YOUR GOAL: Which lines in the listing below contain "this"? Copy each of them.

AVAILABLE DATA:
^^^^
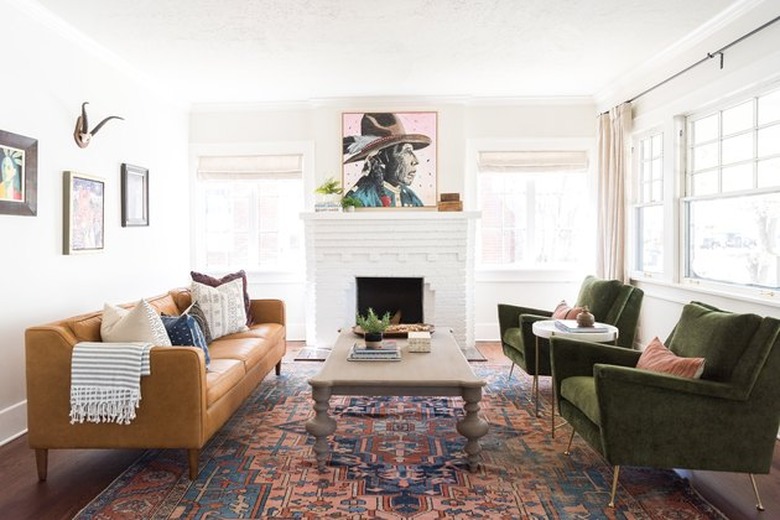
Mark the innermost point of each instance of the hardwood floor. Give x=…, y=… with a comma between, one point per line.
x=77, y=476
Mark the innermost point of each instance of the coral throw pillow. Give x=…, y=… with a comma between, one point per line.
x=657, y=358
x=564, y=312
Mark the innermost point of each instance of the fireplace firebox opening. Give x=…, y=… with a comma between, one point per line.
x=401, y=297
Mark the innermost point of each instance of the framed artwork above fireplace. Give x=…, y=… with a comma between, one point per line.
x=389, y=158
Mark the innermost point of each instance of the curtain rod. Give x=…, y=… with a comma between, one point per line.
x=709, y=56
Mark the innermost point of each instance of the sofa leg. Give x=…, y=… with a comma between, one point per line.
x=759, y=505
x=614, y=487
x=192, y=458
x=42, y=463
x=568, y=446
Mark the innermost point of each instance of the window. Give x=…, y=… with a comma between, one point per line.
x=249, y=213
x=533, y=213
x=648, y=205
x=732, y=203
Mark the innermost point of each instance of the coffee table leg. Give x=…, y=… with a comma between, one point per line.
x=472, y=426
x=321, y=425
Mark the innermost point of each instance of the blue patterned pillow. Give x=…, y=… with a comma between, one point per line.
x=185, y=331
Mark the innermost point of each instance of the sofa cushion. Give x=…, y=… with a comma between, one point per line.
x=184, y=331
x=598, y=295
x=221, y=377
x=581, y=392
x=141, y=323
x=718, y=336
x=247, y=350
x=216, y=282
x=223, y=307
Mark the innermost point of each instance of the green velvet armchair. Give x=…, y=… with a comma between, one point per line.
x=610, y=301
x=725, y=421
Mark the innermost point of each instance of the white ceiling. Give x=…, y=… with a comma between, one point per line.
x=235, y=51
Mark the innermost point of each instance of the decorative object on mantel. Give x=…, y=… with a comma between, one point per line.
x=81, y=133
x=390, y=158
x=350, y=203
x=18, y=175
x=450, y=202
x=373, y=326
x=84, y=214
x=135, y=195
x=328, y=195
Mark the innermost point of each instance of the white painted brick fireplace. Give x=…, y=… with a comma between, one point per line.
x=435, y=246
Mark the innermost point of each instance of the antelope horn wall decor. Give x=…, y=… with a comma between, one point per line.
x=82, y=134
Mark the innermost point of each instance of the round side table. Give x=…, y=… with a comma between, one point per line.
x=602, y=333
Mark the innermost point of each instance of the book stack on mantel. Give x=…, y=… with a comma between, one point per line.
x=388, y=352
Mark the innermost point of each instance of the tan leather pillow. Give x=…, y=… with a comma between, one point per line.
x=564, y=312
x=657, y=358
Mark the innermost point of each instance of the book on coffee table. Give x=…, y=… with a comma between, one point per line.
x=359, y=352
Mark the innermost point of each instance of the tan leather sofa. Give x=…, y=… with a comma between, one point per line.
x=182, y=404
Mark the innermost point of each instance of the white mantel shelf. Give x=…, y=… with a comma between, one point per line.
x=435, y=246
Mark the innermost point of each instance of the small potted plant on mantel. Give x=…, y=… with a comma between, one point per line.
x=329, y=192
x=373, y=327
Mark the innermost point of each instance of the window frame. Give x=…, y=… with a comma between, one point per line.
x=197, y=216
x=756, y=293
x=492, y=273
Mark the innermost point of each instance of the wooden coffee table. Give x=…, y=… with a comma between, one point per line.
x=442, y=372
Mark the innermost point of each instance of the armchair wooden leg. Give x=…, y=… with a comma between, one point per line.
x=568, y=446
x=614, y=487
x=42, y=463
x=759, y=505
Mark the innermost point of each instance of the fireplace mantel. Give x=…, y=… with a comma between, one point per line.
x=435, y=246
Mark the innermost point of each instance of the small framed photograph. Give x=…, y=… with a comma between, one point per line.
x=84, y=218
x=18, y=175
x=135, y=195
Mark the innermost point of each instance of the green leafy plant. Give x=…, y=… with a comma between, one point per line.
x=330, y=187
x=373, y=323
x=350, y=201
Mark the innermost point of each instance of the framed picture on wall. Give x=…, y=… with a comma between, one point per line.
x=18, y=174
x=135, y=195
x=389, y=158
x=84, y=213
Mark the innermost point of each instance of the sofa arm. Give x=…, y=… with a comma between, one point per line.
x=268, y=311
x=173, y=406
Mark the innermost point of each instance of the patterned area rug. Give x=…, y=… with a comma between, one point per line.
x=391, y=458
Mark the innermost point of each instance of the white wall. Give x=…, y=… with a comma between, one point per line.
x=48, y=74
x=460, y=124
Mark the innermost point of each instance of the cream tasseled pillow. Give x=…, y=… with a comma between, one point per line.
x=222, y=306
x=141, y=323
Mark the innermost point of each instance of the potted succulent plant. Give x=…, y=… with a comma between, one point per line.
x=349, y=203
x=373, y=327
x=329, y=192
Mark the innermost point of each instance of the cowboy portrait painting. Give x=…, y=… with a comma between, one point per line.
x=390, y=158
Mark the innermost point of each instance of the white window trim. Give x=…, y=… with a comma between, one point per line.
x=471, y=196
x=304, y=148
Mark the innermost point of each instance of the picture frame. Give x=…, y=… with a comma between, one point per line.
x=18, y=174
x=135, y=195
x=389, y=159
x=84, y=213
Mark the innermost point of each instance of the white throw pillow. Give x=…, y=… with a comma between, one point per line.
x=141, y=323
x=223, y=307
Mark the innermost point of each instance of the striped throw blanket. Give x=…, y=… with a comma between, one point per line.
x=105, y=383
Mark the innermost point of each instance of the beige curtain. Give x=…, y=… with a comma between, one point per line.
x=613, y=134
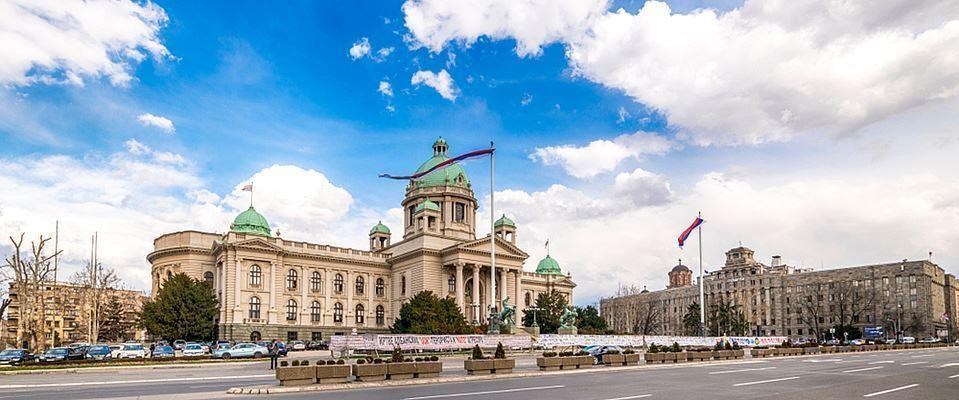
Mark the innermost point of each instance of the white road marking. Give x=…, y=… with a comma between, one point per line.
x=766, y=381
x=203, y=378
x=732, y=371
x=639, y=396
x=862, y=369
x=439, y=396
x=891, y=390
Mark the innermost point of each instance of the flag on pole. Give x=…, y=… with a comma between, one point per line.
x=444, y=164
x=683, y=236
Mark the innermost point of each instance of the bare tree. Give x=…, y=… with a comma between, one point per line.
x=30, y=274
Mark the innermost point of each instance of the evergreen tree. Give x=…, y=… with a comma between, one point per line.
x=184, y=308
x=426, y=313
x=589, y=321
x=551, y=305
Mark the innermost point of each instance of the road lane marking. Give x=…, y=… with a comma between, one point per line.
x=862, y=369
x=440, y=396
x=891, y=390
x=766, y=381
x=202, y=378
x=732, y=371
x=639, y=396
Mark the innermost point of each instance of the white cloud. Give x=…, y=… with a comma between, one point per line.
x=54, y=42
x=747, y=76
x=601, y=156
x=360, y=49
x=156, y=121
x=441, y=81
x=385, y=88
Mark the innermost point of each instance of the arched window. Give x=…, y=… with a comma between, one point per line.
x=291, y=279
x=315, y=311
x=208, y=278
x=380, y=287
x=255, y=275
x=315, y=281
x=291, y=310
x=254, y=307
x=360, y=313
x=360, y=285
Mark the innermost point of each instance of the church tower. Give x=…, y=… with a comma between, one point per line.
x=441, y=202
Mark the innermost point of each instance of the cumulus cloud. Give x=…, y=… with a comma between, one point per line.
x=69, y=42
x=156, y=121
x=442, y=82
x=602, y=155
x=746, y=76
x=360, y=49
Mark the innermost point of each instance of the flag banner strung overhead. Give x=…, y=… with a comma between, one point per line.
x=685, y=235
x=444, y=164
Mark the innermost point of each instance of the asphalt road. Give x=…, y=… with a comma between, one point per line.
x=930, y=374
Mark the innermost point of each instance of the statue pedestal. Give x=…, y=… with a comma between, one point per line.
x=567, y=330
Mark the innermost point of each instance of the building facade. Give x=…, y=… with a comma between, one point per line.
x=270, y=287
x=916, y=298
x=67, y=315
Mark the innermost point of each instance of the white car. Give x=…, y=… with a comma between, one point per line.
x=193, y=349
x=128, y=350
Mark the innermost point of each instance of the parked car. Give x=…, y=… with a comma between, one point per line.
x=60, y=354
x=15, y=356
x=130, y=350
x=240, y=350
x=163, y=352
x=100, y=352
x=194, y=349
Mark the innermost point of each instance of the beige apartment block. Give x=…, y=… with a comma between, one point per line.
x=270, y=287
x=781, y=300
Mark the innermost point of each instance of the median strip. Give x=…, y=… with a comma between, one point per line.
x=766, y=381
x=891, y=390
x=440, y=396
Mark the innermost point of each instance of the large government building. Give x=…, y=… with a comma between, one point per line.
x=271, y=287
x=915, y=297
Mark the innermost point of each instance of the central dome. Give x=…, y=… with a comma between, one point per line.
x=452, y=175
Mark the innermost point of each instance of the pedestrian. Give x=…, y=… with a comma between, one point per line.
x=274, y=353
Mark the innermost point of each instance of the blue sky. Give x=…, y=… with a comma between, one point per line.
x=606, y=145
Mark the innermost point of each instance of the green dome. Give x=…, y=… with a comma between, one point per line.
x=427, y=205
x=251, y=221
x=452, y=175
x=503, y=221
x=548, y=266
x=380, y=228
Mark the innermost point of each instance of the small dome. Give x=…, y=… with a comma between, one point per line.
x=427, y=205
x=503, y=221
x=250, y=221
x=380, y=228
x=548, y=266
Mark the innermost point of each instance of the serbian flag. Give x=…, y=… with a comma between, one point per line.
x=683, y=236
x=444, y=164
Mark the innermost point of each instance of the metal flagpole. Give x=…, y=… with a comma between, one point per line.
x=492, y=241
x=702, y=292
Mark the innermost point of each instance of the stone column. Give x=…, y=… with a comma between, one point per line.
x=459, y=288
x=476, y=295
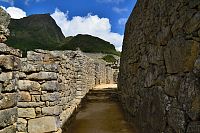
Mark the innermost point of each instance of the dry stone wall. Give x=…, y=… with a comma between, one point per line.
x=51, y=85
x=159, y=73
x=9, y=67
x=41, y=92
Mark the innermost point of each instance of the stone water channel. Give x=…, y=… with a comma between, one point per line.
x=100, y=113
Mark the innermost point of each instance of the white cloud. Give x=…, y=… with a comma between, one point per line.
x=90, y=24
x=9, y=1
x=110, y=1
x=119, y=10
x=15, y=12
x=122, y=21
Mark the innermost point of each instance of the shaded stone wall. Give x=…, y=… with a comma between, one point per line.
x=159, y=77
x=9, y=67
x=41, y=92
x=52, y=84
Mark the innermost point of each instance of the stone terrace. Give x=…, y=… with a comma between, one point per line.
x=40, y=93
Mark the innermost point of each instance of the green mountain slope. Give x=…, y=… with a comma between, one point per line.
x=90, y=44
x=41, y=32
x=35, y=31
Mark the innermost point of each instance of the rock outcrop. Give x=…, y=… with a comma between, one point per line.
x=159, y=79
x=4, y=22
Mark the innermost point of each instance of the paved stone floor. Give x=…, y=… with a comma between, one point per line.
x=100, y=117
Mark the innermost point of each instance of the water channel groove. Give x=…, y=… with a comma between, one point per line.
x=100, y=113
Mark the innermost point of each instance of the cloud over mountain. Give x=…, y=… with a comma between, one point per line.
x=90, y=24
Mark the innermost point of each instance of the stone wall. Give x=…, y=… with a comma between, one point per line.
x=9, y=67
x=41, y=92
x=160, y=66
x=52, y=84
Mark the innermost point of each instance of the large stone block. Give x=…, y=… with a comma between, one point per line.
x=180, y=55
x=26, y=112
x=27, y=67
x=10, y=129
x=10, y=62
x=50, y=86
x=193, y=127
x=8, y=117
x=55, y=110
x=8, y=100
x=43, y=124
x=22, y=125
x=51, y=97
x=27, y=85
x=30, y=104
x=24, y=96
x=8, y=50
x=43, y=76
x=6, y=76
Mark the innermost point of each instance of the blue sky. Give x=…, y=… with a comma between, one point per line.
x=95, y=17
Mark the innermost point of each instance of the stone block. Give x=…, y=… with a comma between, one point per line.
x=35, y=98
x=193, y=127
x=6, y=76
x=43, y=124
x=26, y=112
x=43, y=76
x=24, y=96
x=8, y=100
x=10, y=129
x=8, y=117
x=9, y=50
x=27, y=67
x=51, y=97
x=180, y=55
x=10, y=62
x=27, y=85
x=9, y=86
x=172, y=85
x=55, y=110
x=176, y=120
x=50, y=86
x=30, y=104
x=22, y=125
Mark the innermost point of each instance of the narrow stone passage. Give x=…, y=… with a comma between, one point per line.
x=100, y=115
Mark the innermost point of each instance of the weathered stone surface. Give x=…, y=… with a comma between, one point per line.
x=27, y=67
x=50, y=86
x=50, y=96
x=55, y=110
x=43, y=124
x=24, y=96
x=4, y=22
x=43, y=76
x=176, y=120
x=26, y=85
x=160, y=67
x=22, y=125
x=30, y=104
x=172, y=85
x=8, y=100
x=5, y=76
x=193, y=127
x=10, y=62
x=8, y=117
x=26, y=112
x=180, y=55
x=10, y=129
x=8, y=50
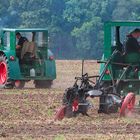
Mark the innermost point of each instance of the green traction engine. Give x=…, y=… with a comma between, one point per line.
x=38, y=66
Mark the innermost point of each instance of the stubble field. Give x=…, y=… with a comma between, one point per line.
x=29, y=113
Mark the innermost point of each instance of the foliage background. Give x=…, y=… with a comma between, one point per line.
x=75, y=26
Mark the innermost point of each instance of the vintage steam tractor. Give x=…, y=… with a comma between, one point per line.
x=117, y=83
x=38, y=66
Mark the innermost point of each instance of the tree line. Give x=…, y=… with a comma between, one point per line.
x=75, y=26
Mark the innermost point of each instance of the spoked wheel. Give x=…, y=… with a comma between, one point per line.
x=3, y=71
x=19, y=84
x=128, y=104
x=60, y=113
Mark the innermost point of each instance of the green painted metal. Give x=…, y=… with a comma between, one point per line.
x=45, y=68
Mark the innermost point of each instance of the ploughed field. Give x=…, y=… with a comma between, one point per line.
x=29, y=113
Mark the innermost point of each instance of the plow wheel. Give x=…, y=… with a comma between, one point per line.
x=60, y=113
x=3, y=71
x=128, y=104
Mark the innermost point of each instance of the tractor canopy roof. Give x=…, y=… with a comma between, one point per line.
x=123, y=23
x=25, y=29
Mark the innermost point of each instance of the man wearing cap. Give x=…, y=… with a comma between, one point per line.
x=21, y=41
x=131, y=44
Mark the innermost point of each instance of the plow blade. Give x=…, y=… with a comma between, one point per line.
x=60, y=113
x=127, y=105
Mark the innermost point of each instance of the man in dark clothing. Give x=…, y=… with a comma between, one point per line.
x=131, y=44
x=21, y=41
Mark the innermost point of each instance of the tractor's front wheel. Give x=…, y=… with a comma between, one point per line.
x=43, y=83
x=3, y=71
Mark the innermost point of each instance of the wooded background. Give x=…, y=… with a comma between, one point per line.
x=75, y=26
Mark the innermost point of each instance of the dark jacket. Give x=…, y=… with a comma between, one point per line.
x=131, y=44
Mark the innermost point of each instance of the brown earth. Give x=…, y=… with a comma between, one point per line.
x=29, y=113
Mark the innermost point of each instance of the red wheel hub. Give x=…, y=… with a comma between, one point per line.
x=3, y=73
x=17, y=83
x=128, y=104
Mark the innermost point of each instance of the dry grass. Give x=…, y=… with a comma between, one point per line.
x=28, y=113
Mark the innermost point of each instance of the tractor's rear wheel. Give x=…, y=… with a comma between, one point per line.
x=19, y=84
x=3, y=71
x=43, y=83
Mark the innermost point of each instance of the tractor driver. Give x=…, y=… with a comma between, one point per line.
x=132, y=44
x=21, y=41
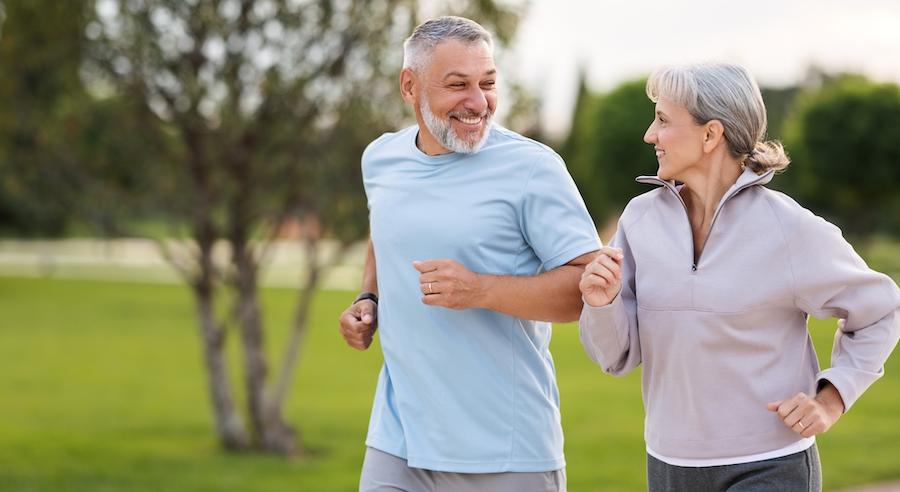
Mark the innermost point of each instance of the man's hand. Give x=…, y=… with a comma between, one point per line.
x=602, y=277
x=447, y=283
x=358, y=324
x=808, y=415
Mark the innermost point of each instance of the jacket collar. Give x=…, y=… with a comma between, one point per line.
x=747, y=179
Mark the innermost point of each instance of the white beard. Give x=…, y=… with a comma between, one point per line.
x=443, y=131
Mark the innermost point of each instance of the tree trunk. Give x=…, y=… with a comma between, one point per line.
x=229, y=426
x=270, y=431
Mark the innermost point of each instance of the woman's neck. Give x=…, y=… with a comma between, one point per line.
x=704, y=187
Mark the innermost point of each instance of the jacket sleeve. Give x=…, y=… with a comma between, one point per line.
x=609, y=333
x=831, y=280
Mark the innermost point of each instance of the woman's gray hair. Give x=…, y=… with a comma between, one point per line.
x=418, y=47
x=727, y=93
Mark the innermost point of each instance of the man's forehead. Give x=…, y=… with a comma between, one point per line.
x=456, y=58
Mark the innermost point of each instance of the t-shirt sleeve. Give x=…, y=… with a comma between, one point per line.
x=553, y=217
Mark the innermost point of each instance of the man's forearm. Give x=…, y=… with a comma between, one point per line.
x=549, y=296
x=370, y=281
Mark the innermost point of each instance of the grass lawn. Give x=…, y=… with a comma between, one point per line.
x=102, y=389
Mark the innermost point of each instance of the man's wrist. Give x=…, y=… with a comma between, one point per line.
x=831, y=399
x=371, y=296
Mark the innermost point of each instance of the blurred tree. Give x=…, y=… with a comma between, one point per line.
x=606, y=150
x=843, y=140
x=40, y=43
x=258, y=111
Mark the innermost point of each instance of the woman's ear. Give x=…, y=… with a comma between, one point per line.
x=713, y=135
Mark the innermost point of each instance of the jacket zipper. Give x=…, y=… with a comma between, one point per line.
x=724, y=200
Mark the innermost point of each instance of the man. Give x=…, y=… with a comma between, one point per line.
x=475, y=231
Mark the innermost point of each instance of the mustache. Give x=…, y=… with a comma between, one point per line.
x=471, y=114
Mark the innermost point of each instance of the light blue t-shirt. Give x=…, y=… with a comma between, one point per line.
x=471, y=391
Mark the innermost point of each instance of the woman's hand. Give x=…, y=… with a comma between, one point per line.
x=602, y=278
x=808, y=415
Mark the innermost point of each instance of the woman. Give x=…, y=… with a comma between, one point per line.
x=709, y=282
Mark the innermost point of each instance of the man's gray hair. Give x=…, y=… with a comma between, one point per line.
x=418, y=47
x=728, y=93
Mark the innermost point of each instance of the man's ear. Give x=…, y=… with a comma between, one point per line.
x=713, y=134
x=408, y=82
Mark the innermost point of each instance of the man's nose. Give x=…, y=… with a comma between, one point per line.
x=476, y=101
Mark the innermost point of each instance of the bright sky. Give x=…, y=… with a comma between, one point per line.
x=616, y=40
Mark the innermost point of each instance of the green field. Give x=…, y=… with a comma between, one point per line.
x=102, y=389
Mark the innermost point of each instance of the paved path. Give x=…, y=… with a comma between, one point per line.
x=138, y=260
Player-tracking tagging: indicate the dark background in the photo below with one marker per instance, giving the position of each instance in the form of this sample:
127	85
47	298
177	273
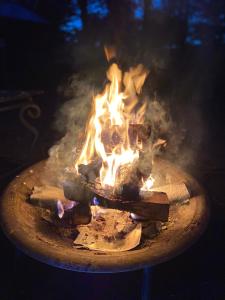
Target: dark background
182	42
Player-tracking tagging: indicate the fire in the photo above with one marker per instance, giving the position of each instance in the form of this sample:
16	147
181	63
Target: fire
107	131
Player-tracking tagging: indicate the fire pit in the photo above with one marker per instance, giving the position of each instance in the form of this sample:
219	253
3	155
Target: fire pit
23	225
109	203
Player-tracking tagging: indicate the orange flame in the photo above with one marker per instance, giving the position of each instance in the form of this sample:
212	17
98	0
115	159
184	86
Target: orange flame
107	129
^^^^
EXERCISE RESPONSE:
Player-tracking tagging: indicate the dark background in the photo below with one marker per instance, giving the position of each instance in the form of this sample:
Player-tracking tagging: indicate the fire in the photo above with one marker per instance, giving the position of each instance in the form of this sample:
Player-tracking tagging: indicate the fire pit in the photo above with one marker per instance, giving the position of each instance in the form of this sample:
Player-tracking tagging: indicate the orange flame in the photo above with one marker per instance, giving the position of each instance in the form of this sample:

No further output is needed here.